**THE REQUEST:** Filter the records below down to every line that contains the string "hairnet", copying each such line unchanged. Matching is case-sensitive.
>>>>
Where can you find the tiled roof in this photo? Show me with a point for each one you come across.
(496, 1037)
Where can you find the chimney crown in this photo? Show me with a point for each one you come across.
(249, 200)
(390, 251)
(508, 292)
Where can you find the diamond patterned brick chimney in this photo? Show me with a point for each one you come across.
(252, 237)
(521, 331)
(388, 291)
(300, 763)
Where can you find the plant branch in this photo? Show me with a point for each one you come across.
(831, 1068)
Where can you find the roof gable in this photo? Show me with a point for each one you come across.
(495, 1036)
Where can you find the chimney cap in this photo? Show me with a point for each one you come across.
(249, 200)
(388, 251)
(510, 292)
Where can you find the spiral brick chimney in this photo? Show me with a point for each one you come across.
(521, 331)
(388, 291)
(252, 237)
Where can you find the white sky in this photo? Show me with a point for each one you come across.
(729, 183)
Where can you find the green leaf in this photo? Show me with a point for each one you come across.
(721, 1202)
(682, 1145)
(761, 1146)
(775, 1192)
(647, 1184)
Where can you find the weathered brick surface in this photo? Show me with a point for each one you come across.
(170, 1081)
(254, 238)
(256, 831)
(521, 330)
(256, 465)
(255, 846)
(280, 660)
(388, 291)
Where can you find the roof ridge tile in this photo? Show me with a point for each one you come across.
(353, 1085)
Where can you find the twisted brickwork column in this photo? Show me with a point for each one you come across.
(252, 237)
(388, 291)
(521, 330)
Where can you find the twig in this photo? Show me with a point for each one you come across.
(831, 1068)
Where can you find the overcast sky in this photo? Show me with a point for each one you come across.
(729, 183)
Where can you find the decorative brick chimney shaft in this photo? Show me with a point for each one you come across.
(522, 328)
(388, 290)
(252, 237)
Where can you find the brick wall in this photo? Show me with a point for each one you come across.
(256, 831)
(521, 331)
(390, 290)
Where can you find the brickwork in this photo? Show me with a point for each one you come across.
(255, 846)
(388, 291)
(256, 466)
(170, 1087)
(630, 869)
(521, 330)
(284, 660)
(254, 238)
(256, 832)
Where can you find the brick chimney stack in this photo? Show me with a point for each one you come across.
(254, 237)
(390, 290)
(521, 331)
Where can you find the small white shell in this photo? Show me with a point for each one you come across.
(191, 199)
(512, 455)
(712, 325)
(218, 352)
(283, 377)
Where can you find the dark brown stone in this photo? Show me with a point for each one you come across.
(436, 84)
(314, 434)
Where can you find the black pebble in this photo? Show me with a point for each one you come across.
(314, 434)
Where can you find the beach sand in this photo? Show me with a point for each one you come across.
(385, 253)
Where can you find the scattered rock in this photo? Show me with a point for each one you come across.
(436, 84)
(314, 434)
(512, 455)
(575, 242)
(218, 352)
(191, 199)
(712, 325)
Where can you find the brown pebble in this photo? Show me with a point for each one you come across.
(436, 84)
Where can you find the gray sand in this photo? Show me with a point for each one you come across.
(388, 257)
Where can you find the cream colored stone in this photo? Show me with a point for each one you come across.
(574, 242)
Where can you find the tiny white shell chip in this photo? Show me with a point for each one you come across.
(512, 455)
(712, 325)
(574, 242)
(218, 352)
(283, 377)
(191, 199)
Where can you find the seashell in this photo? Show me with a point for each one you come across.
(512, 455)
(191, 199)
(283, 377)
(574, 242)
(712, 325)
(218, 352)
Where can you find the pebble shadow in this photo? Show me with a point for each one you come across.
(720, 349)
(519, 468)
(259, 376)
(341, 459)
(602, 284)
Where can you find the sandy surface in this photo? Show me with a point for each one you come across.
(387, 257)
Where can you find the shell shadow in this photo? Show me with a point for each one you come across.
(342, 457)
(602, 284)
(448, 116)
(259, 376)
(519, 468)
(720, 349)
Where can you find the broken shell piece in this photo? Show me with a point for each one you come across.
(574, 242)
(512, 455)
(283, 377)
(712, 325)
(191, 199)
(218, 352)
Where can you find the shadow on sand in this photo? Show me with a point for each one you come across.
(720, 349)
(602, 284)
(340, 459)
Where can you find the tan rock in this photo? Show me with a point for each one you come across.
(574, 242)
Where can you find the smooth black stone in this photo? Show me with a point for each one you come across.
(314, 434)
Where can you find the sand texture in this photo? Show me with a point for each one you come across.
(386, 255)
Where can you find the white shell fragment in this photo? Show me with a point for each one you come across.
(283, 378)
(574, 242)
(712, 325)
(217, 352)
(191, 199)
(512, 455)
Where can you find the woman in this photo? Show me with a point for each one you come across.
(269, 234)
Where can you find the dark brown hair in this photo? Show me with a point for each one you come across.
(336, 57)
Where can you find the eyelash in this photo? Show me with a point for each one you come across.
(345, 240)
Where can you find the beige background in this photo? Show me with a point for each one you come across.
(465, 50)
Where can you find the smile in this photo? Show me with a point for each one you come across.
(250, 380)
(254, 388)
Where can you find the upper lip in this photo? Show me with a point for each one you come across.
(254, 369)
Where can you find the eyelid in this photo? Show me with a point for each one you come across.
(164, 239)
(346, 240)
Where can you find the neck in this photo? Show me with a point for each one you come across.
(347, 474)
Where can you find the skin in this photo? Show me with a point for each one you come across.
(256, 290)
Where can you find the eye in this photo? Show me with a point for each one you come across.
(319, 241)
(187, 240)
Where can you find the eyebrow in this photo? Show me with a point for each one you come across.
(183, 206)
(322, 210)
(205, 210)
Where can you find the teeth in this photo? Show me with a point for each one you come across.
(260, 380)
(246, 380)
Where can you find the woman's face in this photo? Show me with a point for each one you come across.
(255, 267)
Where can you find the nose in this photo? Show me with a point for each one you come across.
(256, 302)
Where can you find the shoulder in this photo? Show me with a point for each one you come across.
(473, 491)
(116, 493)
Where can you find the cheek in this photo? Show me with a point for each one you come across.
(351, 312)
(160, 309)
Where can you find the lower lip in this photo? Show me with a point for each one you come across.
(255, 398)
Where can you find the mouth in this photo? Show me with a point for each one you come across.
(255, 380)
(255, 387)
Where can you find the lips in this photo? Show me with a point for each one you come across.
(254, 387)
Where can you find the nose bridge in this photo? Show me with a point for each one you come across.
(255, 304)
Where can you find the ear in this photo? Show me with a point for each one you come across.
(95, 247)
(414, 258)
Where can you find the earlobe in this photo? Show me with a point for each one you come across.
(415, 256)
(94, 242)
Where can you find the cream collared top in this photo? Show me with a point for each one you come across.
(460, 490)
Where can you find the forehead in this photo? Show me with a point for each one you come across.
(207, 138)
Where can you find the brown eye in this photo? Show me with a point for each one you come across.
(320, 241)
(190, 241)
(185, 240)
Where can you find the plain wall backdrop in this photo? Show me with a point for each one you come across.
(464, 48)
<<<<
>>>>
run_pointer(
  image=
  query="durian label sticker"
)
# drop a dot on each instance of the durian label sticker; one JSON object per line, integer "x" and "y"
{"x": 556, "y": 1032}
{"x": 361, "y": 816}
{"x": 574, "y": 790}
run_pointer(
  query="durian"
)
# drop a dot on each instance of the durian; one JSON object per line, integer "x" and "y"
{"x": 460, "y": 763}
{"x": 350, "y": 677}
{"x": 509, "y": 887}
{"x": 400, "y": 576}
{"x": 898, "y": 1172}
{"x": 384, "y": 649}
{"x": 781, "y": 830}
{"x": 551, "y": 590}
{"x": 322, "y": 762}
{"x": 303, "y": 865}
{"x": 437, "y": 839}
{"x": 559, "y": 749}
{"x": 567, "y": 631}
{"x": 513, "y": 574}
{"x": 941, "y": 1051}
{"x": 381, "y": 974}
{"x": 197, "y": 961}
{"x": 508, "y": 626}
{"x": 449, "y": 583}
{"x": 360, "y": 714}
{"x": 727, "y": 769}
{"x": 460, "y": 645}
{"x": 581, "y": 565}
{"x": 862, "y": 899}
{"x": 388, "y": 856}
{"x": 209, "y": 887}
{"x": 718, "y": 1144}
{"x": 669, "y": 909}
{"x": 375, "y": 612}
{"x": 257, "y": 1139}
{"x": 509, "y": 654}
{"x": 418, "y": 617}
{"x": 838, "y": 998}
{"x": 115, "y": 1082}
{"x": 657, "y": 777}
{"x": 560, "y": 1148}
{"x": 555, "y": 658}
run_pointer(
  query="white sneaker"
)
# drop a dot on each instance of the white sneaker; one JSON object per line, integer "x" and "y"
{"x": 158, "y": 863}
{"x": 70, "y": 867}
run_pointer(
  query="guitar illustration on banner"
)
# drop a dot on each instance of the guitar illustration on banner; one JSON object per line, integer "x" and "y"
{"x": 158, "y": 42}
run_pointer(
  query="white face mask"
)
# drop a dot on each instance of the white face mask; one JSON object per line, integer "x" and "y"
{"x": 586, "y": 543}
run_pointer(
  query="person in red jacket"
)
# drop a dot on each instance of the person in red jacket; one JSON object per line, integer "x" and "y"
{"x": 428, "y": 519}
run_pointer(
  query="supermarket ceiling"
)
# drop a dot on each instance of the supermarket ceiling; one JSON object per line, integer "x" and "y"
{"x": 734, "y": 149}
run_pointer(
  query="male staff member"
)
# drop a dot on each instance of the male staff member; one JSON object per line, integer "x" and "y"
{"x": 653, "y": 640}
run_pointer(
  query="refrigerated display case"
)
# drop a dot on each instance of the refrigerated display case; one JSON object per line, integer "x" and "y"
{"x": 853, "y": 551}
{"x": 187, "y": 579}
<<<<
>>>>
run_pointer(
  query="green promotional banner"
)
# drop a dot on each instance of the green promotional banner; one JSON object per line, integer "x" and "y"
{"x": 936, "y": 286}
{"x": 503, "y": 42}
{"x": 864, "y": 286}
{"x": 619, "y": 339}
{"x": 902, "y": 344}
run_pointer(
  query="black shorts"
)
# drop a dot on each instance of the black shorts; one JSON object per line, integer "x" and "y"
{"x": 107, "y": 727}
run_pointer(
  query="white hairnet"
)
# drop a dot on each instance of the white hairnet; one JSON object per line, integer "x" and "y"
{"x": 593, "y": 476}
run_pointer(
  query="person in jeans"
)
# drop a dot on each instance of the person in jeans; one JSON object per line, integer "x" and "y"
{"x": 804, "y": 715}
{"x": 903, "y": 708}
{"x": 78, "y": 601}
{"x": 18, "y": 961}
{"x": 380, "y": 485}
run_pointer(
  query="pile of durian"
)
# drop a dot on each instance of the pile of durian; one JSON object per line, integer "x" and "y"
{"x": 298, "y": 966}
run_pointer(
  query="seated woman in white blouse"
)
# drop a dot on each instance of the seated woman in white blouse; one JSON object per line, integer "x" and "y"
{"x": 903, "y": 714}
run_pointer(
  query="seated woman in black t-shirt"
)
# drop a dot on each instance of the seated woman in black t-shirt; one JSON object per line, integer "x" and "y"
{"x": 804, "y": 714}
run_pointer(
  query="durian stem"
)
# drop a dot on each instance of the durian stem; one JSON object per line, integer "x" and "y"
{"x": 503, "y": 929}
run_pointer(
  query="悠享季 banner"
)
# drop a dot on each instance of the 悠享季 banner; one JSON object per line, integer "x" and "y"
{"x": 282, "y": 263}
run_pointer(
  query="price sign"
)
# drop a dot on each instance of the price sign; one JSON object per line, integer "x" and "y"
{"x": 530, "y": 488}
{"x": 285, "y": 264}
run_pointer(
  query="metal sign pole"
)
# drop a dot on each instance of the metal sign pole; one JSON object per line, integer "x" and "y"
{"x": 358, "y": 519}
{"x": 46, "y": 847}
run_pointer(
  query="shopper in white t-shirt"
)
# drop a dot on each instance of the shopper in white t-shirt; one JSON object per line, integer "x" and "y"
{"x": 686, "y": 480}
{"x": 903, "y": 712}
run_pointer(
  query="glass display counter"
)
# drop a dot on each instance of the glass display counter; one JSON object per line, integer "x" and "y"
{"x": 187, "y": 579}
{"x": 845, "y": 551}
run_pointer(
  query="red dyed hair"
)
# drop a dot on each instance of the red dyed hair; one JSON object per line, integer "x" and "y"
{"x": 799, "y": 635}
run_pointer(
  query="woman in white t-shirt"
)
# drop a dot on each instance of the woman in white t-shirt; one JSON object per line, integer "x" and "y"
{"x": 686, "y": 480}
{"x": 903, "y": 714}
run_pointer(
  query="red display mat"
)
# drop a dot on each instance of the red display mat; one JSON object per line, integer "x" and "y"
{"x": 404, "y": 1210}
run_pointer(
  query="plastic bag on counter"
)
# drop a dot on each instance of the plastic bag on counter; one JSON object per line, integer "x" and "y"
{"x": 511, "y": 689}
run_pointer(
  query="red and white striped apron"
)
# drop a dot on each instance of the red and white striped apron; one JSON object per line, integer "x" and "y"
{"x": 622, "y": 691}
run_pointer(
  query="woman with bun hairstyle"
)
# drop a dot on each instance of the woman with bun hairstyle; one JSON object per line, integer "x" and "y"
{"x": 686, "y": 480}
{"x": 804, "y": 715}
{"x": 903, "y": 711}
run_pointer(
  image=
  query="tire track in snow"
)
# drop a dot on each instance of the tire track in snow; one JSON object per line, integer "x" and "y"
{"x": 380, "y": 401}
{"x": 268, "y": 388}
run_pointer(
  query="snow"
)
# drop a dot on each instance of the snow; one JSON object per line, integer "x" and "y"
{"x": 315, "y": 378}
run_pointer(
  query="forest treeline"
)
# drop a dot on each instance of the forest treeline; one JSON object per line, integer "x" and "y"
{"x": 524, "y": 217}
<<<<
**ANSWER IN FULL:**
  query="white hairnet"
# drop a dot on each instance of the white hairnet; one JSON object per line, integer "x" and "y"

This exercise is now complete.